◆ **Goal**: Reproduce the records below word for word, leaving out the pictures.

◆ **Recorded data**:
┌──

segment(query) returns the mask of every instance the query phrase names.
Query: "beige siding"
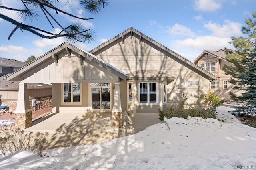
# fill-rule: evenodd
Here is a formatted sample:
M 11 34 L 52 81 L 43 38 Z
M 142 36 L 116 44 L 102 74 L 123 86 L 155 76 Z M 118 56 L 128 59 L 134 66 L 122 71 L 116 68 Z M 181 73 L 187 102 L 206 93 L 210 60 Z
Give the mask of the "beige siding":
M 18 99 L 18 89 L 1 89 L 0 91 L 0 100 L 16 101 Z M 37 88 L 28 89 L 30 99 L 40 99 L 52 96 L 52 88 Z
M 80 58 L 71 54 L 58 55 L 58 65 L 50 59 L 21 76 L 22 83 L 118 81 L 118 77 L 87 59 L 81 64 Z
M 184 65 L 172 55 L 152 45 L 150 46 L 142 41 L 141 43 L 138 42 L 138 40 L 135 37 L 129 37 L 124 40 L 124 43 L 120 42 L 112 45 L 97 56 L 126 74 L 140 70 L 157 70 L 176 77 L 174 81 L 168 83 L 168 106 L 180 102 L 182 93 L 188 97 L 188 103 L 194 105 L 200 95 L 207 93 L 209 89 L 208 80 L 196 73 L 193 69 Z M 180 87 L 181 81 L 190 80 L 200 81 L 200 86 L 194 88 Z M 127 89 L 121 90 L 121 95 L 126 93 L 126 102 Z M 138 93 L 139 91 L 137 97 L 138 97 Z M 123 98 L 122 99 L 124 99 Z M 137 113 L 158 112 L 159 104 L 158 103 L 156 105 L 144 106 L 138 104 Z M 129 109 L 132 109 L 130 107 Z

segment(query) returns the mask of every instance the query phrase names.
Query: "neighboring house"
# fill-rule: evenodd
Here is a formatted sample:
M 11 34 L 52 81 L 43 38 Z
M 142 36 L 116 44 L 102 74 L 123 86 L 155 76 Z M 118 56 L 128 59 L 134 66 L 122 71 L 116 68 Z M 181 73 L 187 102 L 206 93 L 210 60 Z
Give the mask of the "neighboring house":
M 12 73 L 26 64 L 16 59 L 0 57 L 0 77 Z
M 6 77 L 26 65 L 24 63 L 15 59 L 0 58 L 0 105 L 6 105 L 9 111 L 16 109 L 19 89 L 19 81 L 7 81 Z M 29 83 L 28 85 L 28 94 L 30 105 L 32 101 L 36 99 L 35 109 L 52 106 L 52 85 L 44 83 Z
M 225 50 L 204 51 L 195 60 L 194 63 L 218 77 L 216 80 L 210 82 L 210 91 L 226 101 L 231 100 L 230 92 L 236 95 L 241 94 L 242 91 L 234 89 L 234 85 L 228 83 L 231 76 L 226 75 L 223 70 L 224 64 L 234 66 L 227 61 Z
M 21 83 L 17 113 L 30 111 L 26 83 L 50 83 L 53 111 L 112 111 L 120 127 L 123 111 L 158 113 L 183 95 L 196 106 L 217 77 L 131 28 L 89 52 L 65 42 L 7 78 Z

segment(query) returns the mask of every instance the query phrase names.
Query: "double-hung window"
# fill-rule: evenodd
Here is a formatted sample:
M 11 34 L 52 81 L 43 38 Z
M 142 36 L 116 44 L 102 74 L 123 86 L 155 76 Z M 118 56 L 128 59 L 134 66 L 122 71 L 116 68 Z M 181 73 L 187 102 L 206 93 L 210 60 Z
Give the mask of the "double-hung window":
M 215 61 L 211 62 L 211 71 L 215 71 Z
M 228 89 L 228 81 L 223 80 L 223 89 Z
M 156 103 L 157 102 L 157 87 L 155 82 L 141 82 L 140 99 L 141 103 Z
M 64 84 L 64 102 L 79 103 L 80 101 L 80 83 Z

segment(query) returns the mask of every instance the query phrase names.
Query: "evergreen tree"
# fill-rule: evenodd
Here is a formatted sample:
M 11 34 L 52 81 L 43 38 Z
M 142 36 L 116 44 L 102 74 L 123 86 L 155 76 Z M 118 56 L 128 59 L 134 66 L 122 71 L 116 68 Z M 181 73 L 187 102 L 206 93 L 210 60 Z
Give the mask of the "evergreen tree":
M 34 56 L 34 55 L 31 55 L 30 57 L 28 57 L 28 59 L 26 60 L 25 61 L 25 63 L 31 63 L 36 59 L 36 57 Z
M 10 33 L 8 39 L 10 39 L 14 32 L 19 28 L 22 31 L 26 30 L 44 38 L 53 39 L 57 37 L 63 37 L 68 41 L 72 42 L 78 41 L 89 43 L 91 40 L 94 41 L 93 32 L 89 29 L 83 28 L 81 23 L 71 23 L 69 26 L 64 26 L 60 22 L 61 21 L 58 21 L 56 18 L 54 13 L 61 13 L 74 18 L 82 20 L 90 20 L 93 19 L 93 18 L 85 18 L 79 17 L 57 8 L 56 6 L 58 3 L 59 3 L 59 0 L 18 0 L 22 2 L 23 6 L 23 8 L 19 9 L 10 8 L 6 6 L 2 0 L 0 0 L 0 12 L 3 10 L 16 12 L 19 17 L 22 19 L 24 21 L 27 19 L 30 20 L 32 22 L 34 20 L 38 20 L 41 13 L 42 15 L 46 18 L 51 27 L 54 28 L 54 26 L 56 25 L 60 27 L 62 30 L 58 34 L 53 33 L 38 28 L 34 25 L 27 25 L 22 22 L 20 23 L 17 20 L 0 13 L 0 18 L 12 23 L 16 26 Z M 66 4 L 69 4 L 68 2 L 72 2 L 73 0 L 66 0 L 67 3 Z M 83 6 L 88 12 L 96 14 L 100 11 L 102 7 L 104 8 L 107 5 L 106 1 L 106 0 L 80 0 L 79 2 L 80 5 Z
M 230 93 L 231 98 L 245 102 L 248 110 L 256 112 L 256 12 L 252 16 L 252 19 L 245 20 L 247 26 L 242 27 L 244 37 L 231 37 L 230 43 L 236 50 L 226 49 L 226 57 L 228 61 L 234 67 L 224 65 L 224 69 L 233 77 L 229 82 L 235 85 L 234 88 L 244 92 L 238 96 Z

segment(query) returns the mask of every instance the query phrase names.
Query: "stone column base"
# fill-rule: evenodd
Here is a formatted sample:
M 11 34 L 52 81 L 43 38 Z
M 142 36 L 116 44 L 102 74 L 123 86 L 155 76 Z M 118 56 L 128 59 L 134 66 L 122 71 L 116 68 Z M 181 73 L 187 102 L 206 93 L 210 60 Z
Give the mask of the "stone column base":
M 112 127 L 114 128 L 123 127 L 123 113 L 112 112 Z
M 15 113 L 15 129 L 24 129 L 32 126 L 32 111 L 26 113 Z

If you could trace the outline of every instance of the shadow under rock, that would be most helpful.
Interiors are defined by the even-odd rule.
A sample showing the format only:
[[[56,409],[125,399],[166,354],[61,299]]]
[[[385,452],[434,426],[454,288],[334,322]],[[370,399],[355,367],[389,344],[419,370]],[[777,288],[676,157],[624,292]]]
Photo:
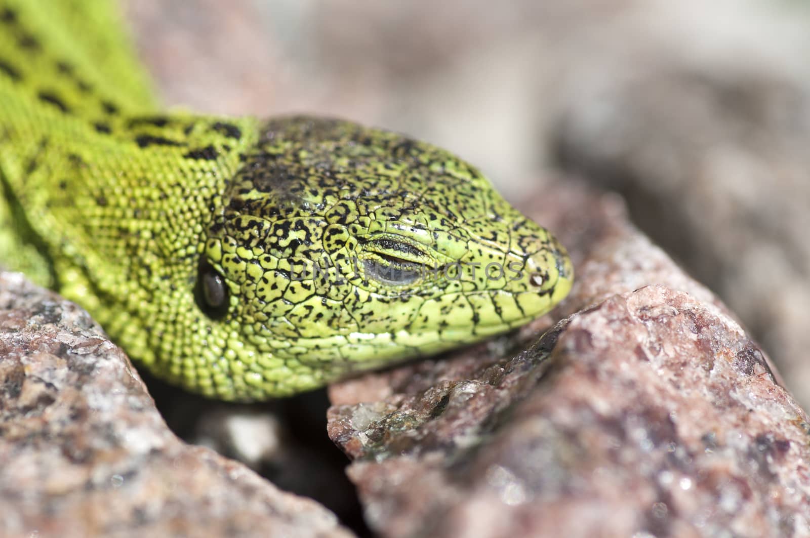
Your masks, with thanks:
[[[326,435],[325,389],[264,404],[207,399],[139,369],[168,427],[186,442],[248,465],[280,489],[308,497],[359,536],[371,536],[348,459]]]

└──

◆ **Answer for this exercise**:
segment(query) returns the mask of every instance the query phrase names.
Query: "beige siding"
# fill-rule: evenodd
Here is a formatted sample:
M 11 34 L 52 81 L 43 38 Z
M 142 36 L 116 44 L 102 74 L 123 86 L 155 76 Z M 118 56 L 128 59 L 134 66 L 122 71 L 116 68 Z M 181 73 L 187 102 L 206 93 L 210 60 Z
Give the mask of the "beige siding":
M 18 99 L 18 89 L 1 89 L 0 91 L 0 100 L 16 101 Z M 37 88 L 28 89 L 30 99 L 40 99 L 52 96 L 52 88 Z
M 80 58 L 71 54 L 58 55 L 58 65 L 50 59 L 21 76 L 22 83 L 118 81 L 118 77 L 87 59 L 81 64 Z
M 184 65 L 172 55 L 152 45 L 150 46 L 142 41 L 141 43 L 138 42 L 138 40 L 135 37 L 129 37 L 124 40 L 124 43 L 120 42 L 112 45 L 97 56 L 126 74 L 140 70 L 157 70 L 176 77 L 174 81 L 168 83 L 168 106 L 180 102 L 182 93 L 188 97 L 188 103 L 194 105 L 200 95 L 207 93 L 209 89 L 208 80 L 196 73 L 193 69 Z M 180 87 L 181 81 L 190 80 L 200 81 L 200 86 L 194 88 Z M 127 89 L 121 90 L 121 95 L 126 93 L 126 102 Z M 138 93 L 139 91 L 137 97 L 138 97 Z M 123 98 L 122 99 L 124 99 Z M 137 113 L 158 112 L 159 104 L 158 103 L 156 105 L 144 106 L 138 104 Z M 129 109 L 132 109 L 130 107 Z

segment(query) returns the mask of every instance the query phrase names.
Query: "neighboring house"
# fill-rule: evenodd
Here is a formatted sample:
M 11 34 L 52 81 L 43 38 Z
M 142 36 L 116 44 L 102 74 L 123 86 L 155 76 Z M 118 56 L 128 59 L 134 66 L 122 71 L 116 68 Z M 181 73 L 187 102 L 206 93 L 210 60 Z
Give the mask of the "neighboring house":
M 12 73 L 26 64 L 16 59 L 0 57 L 0 77 Z
M 6 77 L 26 65 L 24 63 L 15 59 L 0 58 L 0 105 L 6 105 L 9 111 L 16 109 L 19 89 L 19 81 L 7 81 Z M 29 83 L 28 85 L 28 94 L 30 105 L 32 101 L 36 99 L 35 109 L 52 106 L 52 85 L 44 83 Z
M 225 50 L 204 51 L 195 60 L 194 63 L 218 77 L 216 80 L 210 82 L 210 91 L 226 101 L 231 100 L 230 92 L 236 95 L 241 94 L 242 91 L 234 89 L 234 85 L 228 83 L 231 76 L 226 75 L 223 70 L 224 64 L 234 66 L 227 61 Z
M 21 83 L 17 113 L 30 111 L 26 83 L 50 83 L 53 111 L 112 111 L 120 127 L 123 111 L 158 113 L 183 95 L 196 106 L 217 77 L 131 28 L 89 52 L 65 42 L 7 78 Z

segment(query) returns the mask of every instance the query phrase names.
Query: "double-hung window"
# fill-rule: evenodd
Here is a formatted sample:
M 11 34 L 52 81 L 43 38 Z
M 142 36 L 116 44 L 102 74 L 123 86 L 155 76 Z M 118 56 L 128 59 L 134 66 L 122 71 L 116 68 Z M 181 73 L 187 102 L 206 93 L 210 60 Z
Give the mask of the "double-hung window":
M 215 61 L 211 62 L 211 71 L 215 71 Z
M 228 89 L 228 81 L 223 80 L 223 89 Z
M 156 103 L 157 102 L 157 87 L 155 82 L 141 82 L 140 99 L 141 103 Z
M 64 84 L 64 102 L 79 103 L 80 101 L 80 83 Z

segment(query) returns the mask of every instance the query phrase names.
Query: "evergreen tree"
# fill-rule: evenodd
Here is a formatted sample:
M 11 34 L 52 81 L 43 38 Z
M 142 36 L 116 44 L 102 74 L 123 86 L 155 76 Z M 118 56 L 128 59 L 134 66 L 122 71 L 116 68 Z M 181 73 L 187 102 L 206 93 L 210 60 Z
Give the mask of the "evergreen tree":
M 34 56 L 34 55 L 31 55 L 30 57 L 28 57 L 28 59 L 26 60 L 25 61 L 25 63 L 31 63 L 36 59 L 36 57 Z
M 10 33 L 8 39 L 10 39 L 14 32 L 19 28 L 22 31 L 26 30 L 44 38 L 53 39 L 57 37 L 63 37 L 68 41 L 72 42 L 78 41 L 89 43 L 91 40 L 94 41 L 93 32 L 89 29 L 83 28 L 81 23 L 71 23 L 69 26 L 64 26 L 60 22 L 61 21 L 58 21 L 56 18 L 54 13 L 61 13 L 74 18 L 82 20 L 90 20 L 93 19 L 93 18 L 85 18 L 79 17 L 57 8 L 56 6 L 58 3 L 59 3 L 59 0 L 18 0 L 22 2 L 23 6 L 23 8 L 19 9 L 10 8 L 6 6 L 2 0 L 0 0 L 0 12 L 3 10 L 16 12 L 19 17 L 22 19 L 24 21 L 27 19 L 30 20 L 32 22 L 34 20 L 38 20 L 41 13 L 42 15 L 46 18 L 51 27 L 54 28 L 54 26 L 56 25 L 60 27 L 62 30 L 58 34 L 53 33 L 38 28 L 34 25 L 27 25 L 22 22 L 20 23 L 17 20 L 0 13 L 0 18 L 12 23 L 16 26 Z M 66 4 L 69 4 L 68 2 L 72 2 L 73 0 L 66 0 L 67 3 Z M 83 6 L 88 12 L 96 14 L 100 11 L 102 7 L 104 8 L 107 5 L 106 1 L 106 0 L 80 0 L 79 2 L 80 5 Z
M 230 93 L 231 98 L 245 102 L 248 110 L 256 112 L 256 12 L 252 16 L 252 19 L 245 20 L 247 26 L 242 27 L 244 37 L 231 37 L 230 43 L 236 50 L 226 49 L 226 57 L 228 61 L 234 67 L 224 65 L 224 69 L 233 77 L 229 82 L 235 85 L 234 88 L 244 92 L 238 96 Z

segment(query) returns the mask of every instance the query phrase names.
Query: "stone column base"
# fill-rule: evenodd
Here is a formatted sample:
M 11 34 L 52 81 L 43 38 Z
M 142 36 L 116 44 L 102 74 L 123 86 L 155 76 Z M 118 56 L 128 59 L 134 66 L 122 71 L 116 68 Z M 181 73 L 187 102 L 206 93 L 210 60 Z
Give the mask of the "stone column base":
M 112 127 L 114 128 L 123 127 L 123 113 L 112 112 Z
M 15 113 L 15 129 L 24 129 L 32 126 L 32 111 L 26 113 Z

If you could trace the outline of every instance of the shadow under rock, that would be most helpful.
Interiors are defined by the even-odd rule.
A sample showing the format only:
[[[56,409],[125,399],[166,354],[61,299]]]
[[[385,452],[434,426],[454,288],[334,322]],[[370,399],[355,367],[389,344],[419,370]],[[777,288],[676,157],[624,292]]]
Photo:
Your masks, with thanks:
[[[326,435],[325,389],[264,404],[207,399],[139,369],[168,427],[186,442],[248,465],[280,489],[308,497],[359,536],[371,536],[348,459]]]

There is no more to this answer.